[Begin PASSAGE GIVEN]

The script will wait for Polaris to become ready, then authenticate using the default admin credentials. It will create two catalogs, lakehouse and warehouse, that point to the MinIO buckets with the same names. It will also create a new principal called user1, assign a role, and grant that user full access to both catalogs.

When the process finishes, you’ll see confirmation messages for each action followed by a printed Spark configuration for each catalog configured. This configuration includes the necessary Polaris client package, catalog URI, and the clientId and clientSecret for the newly created principal.

It will look something like this:

=== PySpark Configuration ===

# Spark configuration for catalog: lakehouse
from pyspark.sql import SparkSession

spark = (SparkSession.builder
    .config("spark.jars.packages", "org.apache.polaris:polaris-spark-3.5_2.13:1.1.0-incubating,org.apache.iceberg:iceberg-aws-bundle:1.10.0,io.delta:delta-spark_2.12:3.3.1,org.apache.iceberg:iceberg-spark-runtime-3.5_2.12:1.10.0")
    .config("spark.sql.catalog.spark_catalog", "org.apache.spark.sql.delta.catalog.DeltaCatalog")
    .config("spark.sql.extensions", "org.apache.iceberg.spark.extensions.IcebergSparkSessionExtensions,io.delta.sql.DeltaSparkSessionExtension")
    .config("spark.sql.catalog.polaris", "org.apache.polaris.spark.SparkCatalog")
    .config("spark.sql.catalog.polaris.uri", "http://polaris:8181/api/catalog")
    .config("spark.sql.catalog.polaris.warehouse", "lakehouse")
    .config("spark.sql.catalog.polaris.credential", "f5ab655712accbef:df6e4943cdabf76543427fe72dcd4699")
    .config("spark.sql.catalog.polaris.scope", "PRINCIPAL_ROLE:ALL")
    .config("spark.sql.catalog.polaris.header.X-Iceberg-Access-Delegation", "vended-credentials")
    .config("spark.sql.catalog.polaris.token-refresh-enabled", "true")
    .getOrCreate())

spark.sql("SHOW CATALOGS").show()


# Spark configuration for catalog: warehouse
from pyspark.sql import SparkSession

spark = (SparkSession.builder
    .config("spark.jars.packages", "org.apache.polaris:polaris-spark-3.5_2.13:1.1.0-incubating,org.apache.iceberg:iceberg-aws-bundle:1.10.0,io.delta:delta-spark_2.12:3.3.1,org.apache.iceberg:iceberg-spark-runtime-3.5_2.12:1.10.0")
    .config("spark.sql.catalog.spark_catalog", "org.apache.spark.sql.delta.catalog.DeltaCatalog")
    .config("spark.sql.extensions", "org.apache.iceberg.spark.extensions.IcebergSparkSessionExtensions,io.delta.sql.DeltaSparkSessionExtension")
    .config("spark.sql.catalog.polaris", "org.apache.polaris.spark.SparkCatalog")
    .config("spark.sql.catalog.polaris.uri", "http://polaris:8181/api/catalog")

[End PASSAGE GIVEN]
[Begin AVAILABLE DATA]

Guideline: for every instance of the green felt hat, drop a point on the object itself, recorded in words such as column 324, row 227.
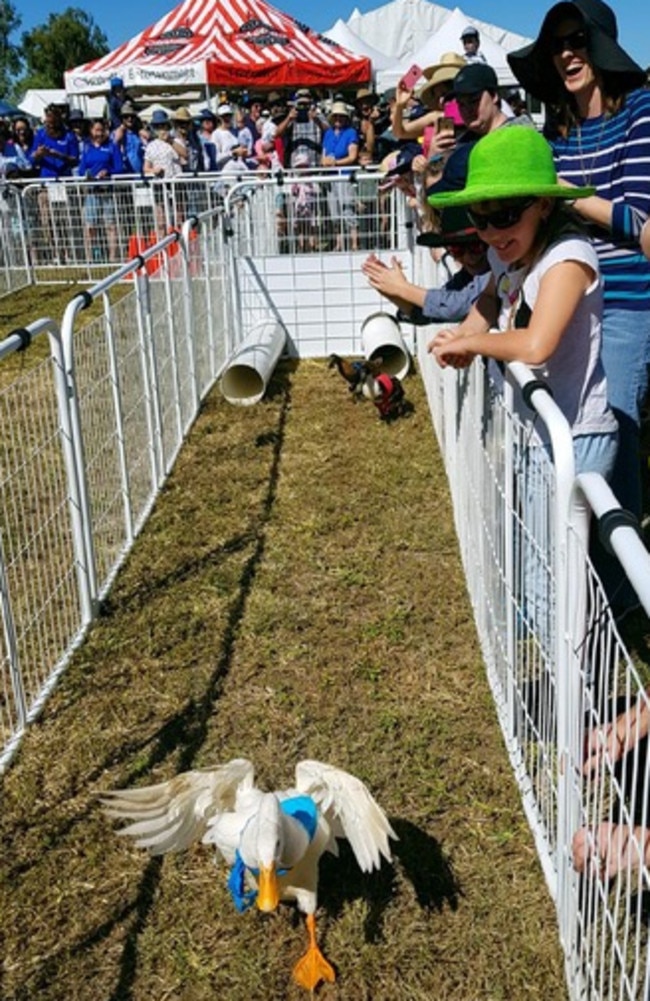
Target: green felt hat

[End AVAILABLE DATA]

### [EXERCISE REQUIREMENTS]
**1)** In the Polaris setup passage, condense the paragraph that opens with "The script will wait for Polaris" into a bulleted list that keeps its main facts.
**2)** Write a continuation of the Polaris setup passage, starting immediately after its final line.

### [ANSWERS PER TASK]
**1)**
- Waits for Polaris to become ready.
- Authenticates with the default admin credentials.
- Creates two catalogs, lakehouse and warehouse, pointing to the MinIO buckets of the same names.
- Creates a new principal, user1, assigns it a role, and grants it full access to both catalogs.

**2)**
    .config("spark.sql.catalog.polaris.warehouse", "warehouse")
    .config("spark.sql.catalog.polaris.credential", "f5ab655712accbef:df6e4943cdabf76543427fe72dcd4699")
    .config("spark.sql.catalog.polaris.scope", "PRINCIPAL_ROLE:ALL")
    .config("spark.sql.catalog.polaris.header.X-Iceberg-Access-Delegation", "vended-credentials")
    .config("spark.sql.catalog.polaris.token-refresh-enabled", "true")
    .getOrCreate())

spark.sql("SHOW CATALOGS").show()

You can copy this configuration (use one of them, not both at the same) directly into a new notebook and if it runs successfully, you are good to go.

Working with Apache Iceberg Tables in Polaris

At this stage, your Polaris environment is fully initialized. It knows where to find the object store, has a catalog structure, and is ready to connect with an authenticated user. The following section shows how to use this configuration in Spark to create and query Iceberg tables.

Now that Polaris is set up and Spark is connected, you can start experimenting with SQL operations to see how Iceberg tables behave under different workloads. All the examples below assume that you have a working namespace is polaris.db, where you’ll create and modify tables (this should of been made from the script you ran after bootstrap.py).

Now let’s issue SQL commands from your Jupyter notebook or Spark shell.

Creating Tables

Start with a simple unpartitioned table:

spark.sql("""

CREATE TABLE IF NOT EXISTS polaris.db.customers (

    id INT,

    name STRING,

    city STRING

)

USING iceberg

""")

To define a partitioning strategy, you can specify one or more partition columns. For example, partitioning by city:

spark.sql("""
CREATE TABLE IF NOT EXISTS polaris.db.sales (

    sale_id INT,

    product STRING,

    quantity INT,

    city STRING

)

USING iceberg

PARTITIONED BY (city)

""")

For time-based data, partitioning by month or day is common:

spark.sql("""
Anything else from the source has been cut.